++++ DOCUMENT SECTION ++++

Her teammates took on the name of Ohana, the Hawaiian term for family, meaning no one gets left behind.
For 18-year-old George Ranch High School Senior Abigail Brown, ensuring no one gets left behind is the crux of the Youth in Philanthropy program under the George Foundation.
Brown recently received a $1,500 scholarship for her work with the group. This is her second year to participate in YIP. Last year she earned a $2,500 scholarship. Brown was among 81 Fort Bend County students from 25 high schools to receive a total of $155,000 in scholarships from the foundation this year.
The money is raised through local foundations, corporations and community members at large. Scholarships range from $1,000-$5,000.
In addition, the students awarded $38,500 in grants to 28 nonprofits serving Fort Bend County. The nonprofit grants ranged from $1,000-$2,000.
“Fort Bend County is a very supportive community and strives to help all community members,” said Ammie Blahuta, director of special programs with the George Foundation.

++++ SUPPLIED MATERIAL ++++

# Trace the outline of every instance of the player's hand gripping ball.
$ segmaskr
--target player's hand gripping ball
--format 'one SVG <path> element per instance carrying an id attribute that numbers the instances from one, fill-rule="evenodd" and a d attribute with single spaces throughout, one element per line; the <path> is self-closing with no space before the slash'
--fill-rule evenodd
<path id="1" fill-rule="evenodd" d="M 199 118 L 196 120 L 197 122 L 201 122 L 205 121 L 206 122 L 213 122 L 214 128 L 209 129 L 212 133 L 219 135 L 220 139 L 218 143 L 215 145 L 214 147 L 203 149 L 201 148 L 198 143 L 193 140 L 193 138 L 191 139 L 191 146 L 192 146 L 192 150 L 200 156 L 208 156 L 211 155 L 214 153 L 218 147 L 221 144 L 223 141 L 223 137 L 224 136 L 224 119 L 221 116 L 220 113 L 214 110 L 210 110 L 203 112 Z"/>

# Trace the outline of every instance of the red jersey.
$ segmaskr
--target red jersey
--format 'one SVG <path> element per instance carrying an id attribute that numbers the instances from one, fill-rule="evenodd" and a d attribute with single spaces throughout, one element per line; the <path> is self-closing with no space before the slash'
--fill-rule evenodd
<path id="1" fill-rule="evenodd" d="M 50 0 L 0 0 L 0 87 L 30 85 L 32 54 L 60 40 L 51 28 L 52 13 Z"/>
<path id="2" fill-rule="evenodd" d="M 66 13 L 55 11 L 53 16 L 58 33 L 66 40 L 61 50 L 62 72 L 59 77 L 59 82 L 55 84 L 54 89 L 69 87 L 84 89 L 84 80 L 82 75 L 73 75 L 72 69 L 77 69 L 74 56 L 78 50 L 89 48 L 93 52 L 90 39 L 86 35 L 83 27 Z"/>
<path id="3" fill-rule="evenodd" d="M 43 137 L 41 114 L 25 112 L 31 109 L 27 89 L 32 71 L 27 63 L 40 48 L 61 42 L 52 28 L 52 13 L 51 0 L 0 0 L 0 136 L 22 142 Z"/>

++++

== EXERCISE REQUIREMENTS ==
**1.** List each distinct dollar amount that appears in the Youth in Philanthropy article.
**2.** Please answer these from the Youth in Philanthropy article, one line each:
(a) How old is Abigail Brown?
(b) How many nonprofits received grants from the students?
(c) What position does Ammie Blahuta hold?
**3.** Pick up the Youth in Philanthropy article after its final sentence and keep writing it.

== RESPONSES ==
**1.**
$1,000
$1,500
$2,000
$2,500
$5,000
$38,500
$155,000

**2.**
(a) 18 years old
(b) 28
(c) Director of special programs with the George Foundation

**3.**
The idea of the program is to encourage youth to think about others, learn leadership skills and to learn to work together in diverse groups.
“This was really challenging but rewarding in a couple of different ways,” said Brown, a Rosenberg teen. “In working on my communication skills, I realized people can’t read my mind. I have to say what I think. And number two was working on my listening skills. If you want to be heard, you have to listen.
“I was able to work on my kindness because I can’t afford to be selfish,” she added. “And we came together as a team. There were a lot of different religions, languages, skin colors and we recognize and celebrate that.”
Brown learned of the program through a high school counselor as she was looking to gain service hours.
In the process, she made a multitude of friends. There are 400 students who applied. Two hundred were accepted and 182 students completed the six-month program, Blahuta said.
For six months of the year, the 17-and 18-year-old students spend their Saturdays assisting one of the partner nonprofits, which applied and submitted what they needed the students to do for them.
Teams of 25 students helped with food banks, sorted products for distribution to clients and helped with beautification projects.
After working with the nonprofits, the students decide as a team how the grant money is allocated to the nonprofits.
Blahuta said the Youth in Philanthropy program is important to the George Foundation as a way to educate and support Fort Bend County youths.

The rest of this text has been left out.